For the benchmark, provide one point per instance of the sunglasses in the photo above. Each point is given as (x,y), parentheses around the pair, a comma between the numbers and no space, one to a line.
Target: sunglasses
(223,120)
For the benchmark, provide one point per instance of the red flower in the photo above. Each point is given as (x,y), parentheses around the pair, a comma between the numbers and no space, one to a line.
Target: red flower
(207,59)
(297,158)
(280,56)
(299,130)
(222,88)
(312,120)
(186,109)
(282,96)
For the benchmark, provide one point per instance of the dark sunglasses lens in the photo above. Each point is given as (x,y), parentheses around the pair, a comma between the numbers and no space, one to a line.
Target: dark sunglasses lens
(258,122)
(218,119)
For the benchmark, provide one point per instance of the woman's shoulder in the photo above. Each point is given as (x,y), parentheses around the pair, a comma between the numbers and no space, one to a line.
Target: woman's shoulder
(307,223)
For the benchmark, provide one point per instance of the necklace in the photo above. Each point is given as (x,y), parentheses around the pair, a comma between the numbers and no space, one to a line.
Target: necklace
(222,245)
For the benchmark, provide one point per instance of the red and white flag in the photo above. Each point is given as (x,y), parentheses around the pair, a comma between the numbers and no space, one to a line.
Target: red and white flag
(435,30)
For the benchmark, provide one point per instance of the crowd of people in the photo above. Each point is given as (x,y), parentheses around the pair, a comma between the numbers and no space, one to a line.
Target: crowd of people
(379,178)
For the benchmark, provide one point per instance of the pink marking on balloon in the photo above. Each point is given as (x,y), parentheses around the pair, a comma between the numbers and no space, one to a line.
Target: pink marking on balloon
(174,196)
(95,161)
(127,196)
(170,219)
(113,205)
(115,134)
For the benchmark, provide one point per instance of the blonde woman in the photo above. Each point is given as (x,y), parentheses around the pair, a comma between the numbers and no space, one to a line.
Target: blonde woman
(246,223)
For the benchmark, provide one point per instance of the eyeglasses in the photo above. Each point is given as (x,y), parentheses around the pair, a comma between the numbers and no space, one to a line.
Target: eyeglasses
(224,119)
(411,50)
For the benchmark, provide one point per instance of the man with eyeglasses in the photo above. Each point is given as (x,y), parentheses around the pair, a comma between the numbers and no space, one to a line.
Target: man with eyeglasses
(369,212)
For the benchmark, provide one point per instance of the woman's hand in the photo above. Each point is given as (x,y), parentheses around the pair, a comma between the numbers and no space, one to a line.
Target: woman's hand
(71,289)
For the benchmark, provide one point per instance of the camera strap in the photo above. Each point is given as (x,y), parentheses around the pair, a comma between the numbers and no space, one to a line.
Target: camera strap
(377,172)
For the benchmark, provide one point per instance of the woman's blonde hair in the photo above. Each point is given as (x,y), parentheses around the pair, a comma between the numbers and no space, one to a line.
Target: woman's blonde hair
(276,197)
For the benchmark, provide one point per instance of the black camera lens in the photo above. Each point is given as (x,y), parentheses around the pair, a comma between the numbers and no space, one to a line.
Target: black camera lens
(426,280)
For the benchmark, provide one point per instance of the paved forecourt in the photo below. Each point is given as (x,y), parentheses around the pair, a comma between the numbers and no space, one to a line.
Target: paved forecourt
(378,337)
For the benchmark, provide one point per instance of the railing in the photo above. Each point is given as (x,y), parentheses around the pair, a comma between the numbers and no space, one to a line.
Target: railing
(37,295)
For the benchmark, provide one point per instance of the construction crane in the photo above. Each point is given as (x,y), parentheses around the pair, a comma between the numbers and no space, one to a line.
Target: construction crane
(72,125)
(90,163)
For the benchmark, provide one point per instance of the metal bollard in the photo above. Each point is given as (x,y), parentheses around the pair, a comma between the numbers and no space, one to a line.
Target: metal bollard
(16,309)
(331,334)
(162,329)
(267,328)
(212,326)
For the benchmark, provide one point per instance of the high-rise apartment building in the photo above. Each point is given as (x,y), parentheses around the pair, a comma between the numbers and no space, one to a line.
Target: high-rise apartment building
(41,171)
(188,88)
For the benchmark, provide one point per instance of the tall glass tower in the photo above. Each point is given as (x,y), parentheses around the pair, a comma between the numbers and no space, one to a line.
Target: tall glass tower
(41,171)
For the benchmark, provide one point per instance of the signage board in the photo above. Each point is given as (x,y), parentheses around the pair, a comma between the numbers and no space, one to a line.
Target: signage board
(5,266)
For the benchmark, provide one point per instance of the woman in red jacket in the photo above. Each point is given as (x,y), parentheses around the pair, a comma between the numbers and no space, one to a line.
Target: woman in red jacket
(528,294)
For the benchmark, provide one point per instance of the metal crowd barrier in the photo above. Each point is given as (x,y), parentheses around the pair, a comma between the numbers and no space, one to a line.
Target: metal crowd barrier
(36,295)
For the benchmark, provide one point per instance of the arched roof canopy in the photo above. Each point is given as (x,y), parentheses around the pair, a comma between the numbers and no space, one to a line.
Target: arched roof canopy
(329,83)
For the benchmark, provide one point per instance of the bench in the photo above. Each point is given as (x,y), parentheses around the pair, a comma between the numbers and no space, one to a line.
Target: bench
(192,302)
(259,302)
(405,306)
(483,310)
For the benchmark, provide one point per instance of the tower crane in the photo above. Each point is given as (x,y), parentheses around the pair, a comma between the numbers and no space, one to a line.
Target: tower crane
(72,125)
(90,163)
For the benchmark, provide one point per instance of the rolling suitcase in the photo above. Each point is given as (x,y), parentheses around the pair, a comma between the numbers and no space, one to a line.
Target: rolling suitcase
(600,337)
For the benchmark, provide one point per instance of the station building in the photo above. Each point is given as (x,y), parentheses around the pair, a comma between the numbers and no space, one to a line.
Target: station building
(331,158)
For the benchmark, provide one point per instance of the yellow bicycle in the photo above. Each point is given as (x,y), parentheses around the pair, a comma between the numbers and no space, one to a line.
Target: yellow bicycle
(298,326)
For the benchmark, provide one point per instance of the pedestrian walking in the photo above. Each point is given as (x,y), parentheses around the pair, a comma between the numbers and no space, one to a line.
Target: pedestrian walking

☆ ☆ ☆

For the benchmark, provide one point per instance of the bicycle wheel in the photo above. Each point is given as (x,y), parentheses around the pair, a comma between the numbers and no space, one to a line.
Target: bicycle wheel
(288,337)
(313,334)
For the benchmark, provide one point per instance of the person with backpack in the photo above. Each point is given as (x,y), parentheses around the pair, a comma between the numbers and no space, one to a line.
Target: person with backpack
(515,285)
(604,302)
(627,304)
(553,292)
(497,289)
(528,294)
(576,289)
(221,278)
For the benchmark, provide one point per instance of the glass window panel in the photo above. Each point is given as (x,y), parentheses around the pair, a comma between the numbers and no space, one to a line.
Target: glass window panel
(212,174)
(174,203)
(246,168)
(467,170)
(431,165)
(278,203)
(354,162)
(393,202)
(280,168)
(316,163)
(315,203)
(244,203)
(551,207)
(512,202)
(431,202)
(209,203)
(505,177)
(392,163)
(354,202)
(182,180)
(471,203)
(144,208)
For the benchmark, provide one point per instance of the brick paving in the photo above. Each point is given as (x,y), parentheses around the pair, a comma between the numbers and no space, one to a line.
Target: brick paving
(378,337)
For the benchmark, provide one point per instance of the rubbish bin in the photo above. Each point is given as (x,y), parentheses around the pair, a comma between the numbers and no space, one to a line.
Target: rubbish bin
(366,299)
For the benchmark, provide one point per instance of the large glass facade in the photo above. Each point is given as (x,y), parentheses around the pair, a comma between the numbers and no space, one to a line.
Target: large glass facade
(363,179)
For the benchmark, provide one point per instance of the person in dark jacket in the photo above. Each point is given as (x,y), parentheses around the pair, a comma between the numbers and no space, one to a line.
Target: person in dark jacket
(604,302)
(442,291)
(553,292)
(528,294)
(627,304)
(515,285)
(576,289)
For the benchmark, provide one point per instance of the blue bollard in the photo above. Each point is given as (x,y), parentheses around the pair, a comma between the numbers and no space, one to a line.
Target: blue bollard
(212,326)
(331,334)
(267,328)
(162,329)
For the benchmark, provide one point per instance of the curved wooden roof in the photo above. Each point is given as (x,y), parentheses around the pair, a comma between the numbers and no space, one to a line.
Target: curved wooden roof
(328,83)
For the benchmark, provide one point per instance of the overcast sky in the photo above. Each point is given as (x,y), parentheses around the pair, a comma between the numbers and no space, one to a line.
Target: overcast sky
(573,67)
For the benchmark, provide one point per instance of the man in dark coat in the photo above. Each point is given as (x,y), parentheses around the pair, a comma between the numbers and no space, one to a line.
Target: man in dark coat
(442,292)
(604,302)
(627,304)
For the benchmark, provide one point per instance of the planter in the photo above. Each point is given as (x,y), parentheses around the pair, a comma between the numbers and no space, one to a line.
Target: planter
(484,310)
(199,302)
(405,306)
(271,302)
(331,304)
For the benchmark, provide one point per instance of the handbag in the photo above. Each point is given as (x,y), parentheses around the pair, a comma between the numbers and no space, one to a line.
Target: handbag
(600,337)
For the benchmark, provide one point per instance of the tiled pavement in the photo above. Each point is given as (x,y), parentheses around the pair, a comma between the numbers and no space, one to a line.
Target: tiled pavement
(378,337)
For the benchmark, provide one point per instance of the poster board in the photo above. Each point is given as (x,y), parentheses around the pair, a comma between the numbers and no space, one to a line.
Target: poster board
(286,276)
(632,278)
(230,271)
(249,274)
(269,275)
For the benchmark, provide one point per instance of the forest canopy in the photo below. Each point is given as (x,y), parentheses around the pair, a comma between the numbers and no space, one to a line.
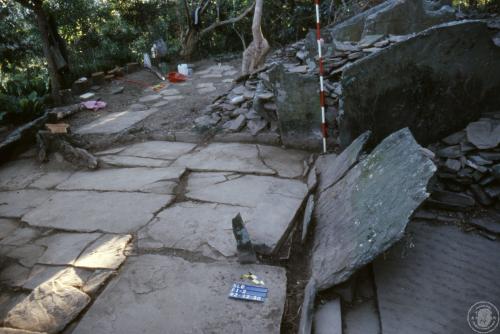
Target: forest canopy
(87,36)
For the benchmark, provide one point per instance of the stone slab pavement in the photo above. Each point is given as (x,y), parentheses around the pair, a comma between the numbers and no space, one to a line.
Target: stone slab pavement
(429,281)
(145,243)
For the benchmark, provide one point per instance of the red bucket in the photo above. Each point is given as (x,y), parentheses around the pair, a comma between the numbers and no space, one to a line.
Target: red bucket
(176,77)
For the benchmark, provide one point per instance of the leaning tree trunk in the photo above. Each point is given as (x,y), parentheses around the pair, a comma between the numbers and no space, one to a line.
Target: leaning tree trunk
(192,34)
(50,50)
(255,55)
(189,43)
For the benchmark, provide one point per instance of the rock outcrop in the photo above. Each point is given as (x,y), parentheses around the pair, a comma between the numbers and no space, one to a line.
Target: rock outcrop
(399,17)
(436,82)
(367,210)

☆ ☆ ☆

# Goal of the exercise:
Determine how many lines of the listing above contain the string "window", with case counting, and state only that number.

# Task result:
2